Pavoletti racconta del perché ha scelto di rimanere a Cagliari dopo la retrocessione: «Nella carriera un ragazzo diventa uomo e si accorge che i fatti devono essere conseguenza delle parole. Ho sempre detto e provato a dimostrare l’affetto, far capire che ci tenevo alla maglia e alla città. È un posto dove mi trovo bene, dove i miei figli crescono bene. La mia compagna all’inizio era dubbiosa, ora credo che avrebbe difficoltà ad andare via da Cagliari. Per riconoscenza nei confronti della maglia, sentendo la responsabilità della retrocessione pur non sentendomela del tutto mia per aver giocato poco, volevo dimostrare che si mantiene la parola. Soprattutto coi fatti e non con le parole. Dobbiamo trasmettere i valori del Cagliari nello spogliatoio, tanti sono arrivati motivati sapendo dell’ambiente e di cosa fare. È servito solo uno sguardo e una parola, su questo sono stato fortunato: non ho dovuto parlare troppo».

### Esercizio scritto a
Elenca ogni riga qui sotto che contiene la parola "leaves", facendo attenzione a maiuscole e minuscole.
Le righe qui sotto non hanno niente a che fare con il testo su Pavoletti.

### Righe dell'esercizio
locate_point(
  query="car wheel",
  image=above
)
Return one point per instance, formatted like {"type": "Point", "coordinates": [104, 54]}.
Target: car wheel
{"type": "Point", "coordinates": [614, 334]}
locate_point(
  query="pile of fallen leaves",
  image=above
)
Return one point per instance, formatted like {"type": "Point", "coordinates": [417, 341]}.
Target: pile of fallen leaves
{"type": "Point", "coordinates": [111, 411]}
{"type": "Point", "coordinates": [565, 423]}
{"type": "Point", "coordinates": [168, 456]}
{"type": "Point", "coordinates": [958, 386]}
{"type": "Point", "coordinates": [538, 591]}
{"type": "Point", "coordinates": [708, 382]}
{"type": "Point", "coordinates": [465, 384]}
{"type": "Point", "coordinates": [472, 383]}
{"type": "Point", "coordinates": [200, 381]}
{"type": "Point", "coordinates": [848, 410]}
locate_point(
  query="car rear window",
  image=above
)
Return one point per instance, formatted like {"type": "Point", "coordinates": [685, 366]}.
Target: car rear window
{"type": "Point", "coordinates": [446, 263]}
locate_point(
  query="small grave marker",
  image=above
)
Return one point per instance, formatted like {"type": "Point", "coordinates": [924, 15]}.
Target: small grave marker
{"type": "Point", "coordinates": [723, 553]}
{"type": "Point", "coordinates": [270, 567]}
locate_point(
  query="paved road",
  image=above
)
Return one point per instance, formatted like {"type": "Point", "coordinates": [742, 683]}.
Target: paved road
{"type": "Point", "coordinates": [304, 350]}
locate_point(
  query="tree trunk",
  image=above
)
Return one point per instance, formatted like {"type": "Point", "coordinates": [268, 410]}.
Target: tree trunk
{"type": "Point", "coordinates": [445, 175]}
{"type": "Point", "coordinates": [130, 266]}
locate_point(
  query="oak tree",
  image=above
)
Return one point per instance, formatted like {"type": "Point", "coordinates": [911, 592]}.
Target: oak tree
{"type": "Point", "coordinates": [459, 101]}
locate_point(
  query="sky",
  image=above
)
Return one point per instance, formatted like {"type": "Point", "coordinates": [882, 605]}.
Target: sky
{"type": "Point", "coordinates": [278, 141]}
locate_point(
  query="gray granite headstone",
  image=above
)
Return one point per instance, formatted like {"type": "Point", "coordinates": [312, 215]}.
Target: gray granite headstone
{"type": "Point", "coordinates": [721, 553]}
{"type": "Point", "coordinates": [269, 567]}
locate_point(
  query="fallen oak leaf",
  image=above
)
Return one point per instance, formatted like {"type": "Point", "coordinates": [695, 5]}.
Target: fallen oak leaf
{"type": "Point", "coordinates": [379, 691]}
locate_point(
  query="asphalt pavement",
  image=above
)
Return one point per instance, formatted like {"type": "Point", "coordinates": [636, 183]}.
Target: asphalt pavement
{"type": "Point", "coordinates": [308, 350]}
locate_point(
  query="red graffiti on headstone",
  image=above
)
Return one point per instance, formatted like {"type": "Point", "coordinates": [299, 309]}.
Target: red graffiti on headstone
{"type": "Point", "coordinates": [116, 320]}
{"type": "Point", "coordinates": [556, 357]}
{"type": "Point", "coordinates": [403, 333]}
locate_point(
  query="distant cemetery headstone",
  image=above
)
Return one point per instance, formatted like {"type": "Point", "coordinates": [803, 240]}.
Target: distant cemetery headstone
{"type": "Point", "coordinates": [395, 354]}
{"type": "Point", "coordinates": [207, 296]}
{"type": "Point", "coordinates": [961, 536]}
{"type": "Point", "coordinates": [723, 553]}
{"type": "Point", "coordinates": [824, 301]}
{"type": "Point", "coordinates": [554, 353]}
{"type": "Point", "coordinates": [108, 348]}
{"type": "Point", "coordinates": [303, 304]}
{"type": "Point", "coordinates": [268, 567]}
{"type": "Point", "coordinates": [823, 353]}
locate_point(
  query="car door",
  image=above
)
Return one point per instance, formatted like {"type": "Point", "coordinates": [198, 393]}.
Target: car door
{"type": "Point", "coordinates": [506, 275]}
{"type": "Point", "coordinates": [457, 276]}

### Esercizio scritto b
Prosegui il testo su Pavoletti, ripartendo subito dopo la sua ultima frase.

### Risposta scritta a
  query="pile of fallen leaves",
Target: pile of fallen leaves

### Risposta scritta b
Il riscatto

Da parte di Pavoletti parole chiare sul perché non è andato via: «Noi ragazzi che siamo rimasti, e sono contento per gli altri che hanno parlato e mantenuto le parole dimostrando di essere professionisti e uomini seri, non ci dimentichiamo la retrocessione. Col tempo il dolore sta andando via, però rimane il riscatto. L’anno scorso con poco in più si poteva restare in Serie A, dobbiamo riscattare quell’anno e avere soddisfazioni più belle. È proprio un discorso globale: quando si vince si vive tutti meglio. Sono sicuro che, quando il Cagliari vince il sabato sera, la gente va di più in giro e spende quell’euro in più felice per la vittoria del Cagliari. Vincere fa star bene noi, la società, i tifosi, i giornalisti e tutti. Dopo degli anni turbolenti vogliamo tornare a vivere un anno sereno, a vincere e a essere felici».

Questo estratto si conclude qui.